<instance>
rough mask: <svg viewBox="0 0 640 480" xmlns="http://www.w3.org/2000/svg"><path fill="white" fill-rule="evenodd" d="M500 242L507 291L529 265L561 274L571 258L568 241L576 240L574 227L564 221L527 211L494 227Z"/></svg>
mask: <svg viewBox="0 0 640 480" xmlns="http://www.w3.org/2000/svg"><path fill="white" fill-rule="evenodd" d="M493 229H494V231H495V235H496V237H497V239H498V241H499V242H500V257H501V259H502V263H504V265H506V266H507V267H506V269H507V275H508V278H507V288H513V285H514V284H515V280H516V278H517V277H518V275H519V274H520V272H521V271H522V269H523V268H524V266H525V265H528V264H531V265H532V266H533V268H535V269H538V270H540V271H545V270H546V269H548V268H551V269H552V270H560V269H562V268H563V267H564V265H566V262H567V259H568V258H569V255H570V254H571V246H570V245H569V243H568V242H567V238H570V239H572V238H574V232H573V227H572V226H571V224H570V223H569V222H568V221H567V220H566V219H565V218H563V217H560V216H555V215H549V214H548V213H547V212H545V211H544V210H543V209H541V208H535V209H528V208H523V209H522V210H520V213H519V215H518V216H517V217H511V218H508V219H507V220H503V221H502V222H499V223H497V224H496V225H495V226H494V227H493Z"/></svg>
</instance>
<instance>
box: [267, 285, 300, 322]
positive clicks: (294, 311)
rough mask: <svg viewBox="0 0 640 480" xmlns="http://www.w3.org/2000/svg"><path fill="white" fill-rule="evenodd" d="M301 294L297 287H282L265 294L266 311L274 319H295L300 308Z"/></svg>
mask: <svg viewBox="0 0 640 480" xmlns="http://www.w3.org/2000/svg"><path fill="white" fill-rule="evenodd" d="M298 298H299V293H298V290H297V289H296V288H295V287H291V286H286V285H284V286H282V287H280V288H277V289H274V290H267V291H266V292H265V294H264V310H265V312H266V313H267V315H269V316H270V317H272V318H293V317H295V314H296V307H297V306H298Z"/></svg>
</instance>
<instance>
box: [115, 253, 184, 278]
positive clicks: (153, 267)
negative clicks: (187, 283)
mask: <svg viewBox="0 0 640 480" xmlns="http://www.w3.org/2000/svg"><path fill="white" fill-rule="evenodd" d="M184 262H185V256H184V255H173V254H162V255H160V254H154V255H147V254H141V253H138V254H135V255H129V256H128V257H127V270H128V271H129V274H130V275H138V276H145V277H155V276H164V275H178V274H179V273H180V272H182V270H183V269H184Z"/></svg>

·····

Pick out every line in the material that contains the word "positive". Case counts.

positive clicks: (294, 311)
positive clicks: (153, 267)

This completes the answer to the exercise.